_DIRECTIVE_
Please gather every line in the items below that contains the word "white" and copy each line in full. Case counts.

Rows of box annotation data:
— BEGIN —
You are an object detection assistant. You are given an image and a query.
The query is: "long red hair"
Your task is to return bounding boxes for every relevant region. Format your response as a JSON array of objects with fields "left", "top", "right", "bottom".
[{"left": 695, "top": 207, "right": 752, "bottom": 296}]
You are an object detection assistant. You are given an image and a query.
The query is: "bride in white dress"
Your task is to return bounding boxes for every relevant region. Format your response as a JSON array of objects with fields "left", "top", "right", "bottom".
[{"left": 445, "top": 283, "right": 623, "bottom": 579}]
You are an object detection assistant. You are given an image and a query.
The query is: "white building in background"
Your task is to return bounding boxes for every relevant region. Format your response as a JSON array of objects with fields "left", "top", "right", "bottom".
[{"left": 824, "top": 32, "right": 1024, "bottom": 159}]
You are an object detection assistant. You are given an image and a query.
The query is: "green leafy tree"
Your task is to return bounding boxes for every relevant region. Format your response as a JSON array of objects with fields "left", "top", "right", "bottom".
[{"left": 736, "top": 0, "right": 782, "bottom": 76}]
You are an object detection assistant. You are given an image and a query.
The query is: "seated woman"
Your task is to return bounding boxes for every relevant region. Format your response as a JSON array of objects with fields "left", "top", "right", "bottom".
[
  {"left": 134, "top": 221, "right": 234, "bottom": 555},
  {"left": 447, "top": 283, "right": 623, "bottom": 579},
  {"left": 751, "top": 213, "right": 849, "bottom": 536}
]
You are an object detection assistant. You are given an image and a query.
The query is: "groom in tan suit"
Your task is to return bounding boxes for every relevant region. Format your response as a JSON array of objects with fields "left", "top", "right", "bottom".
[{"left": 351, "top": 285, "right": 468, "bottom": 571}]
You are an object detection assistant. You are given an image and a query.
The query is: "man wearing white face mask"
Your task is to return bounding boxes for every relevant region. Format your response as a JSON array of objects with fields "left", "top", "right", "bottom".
— END —
_EXERCISE RESPONSE_
The query is: "bride in white dress"
The query is: "white building in background"
The query is: "man wearing white face mask"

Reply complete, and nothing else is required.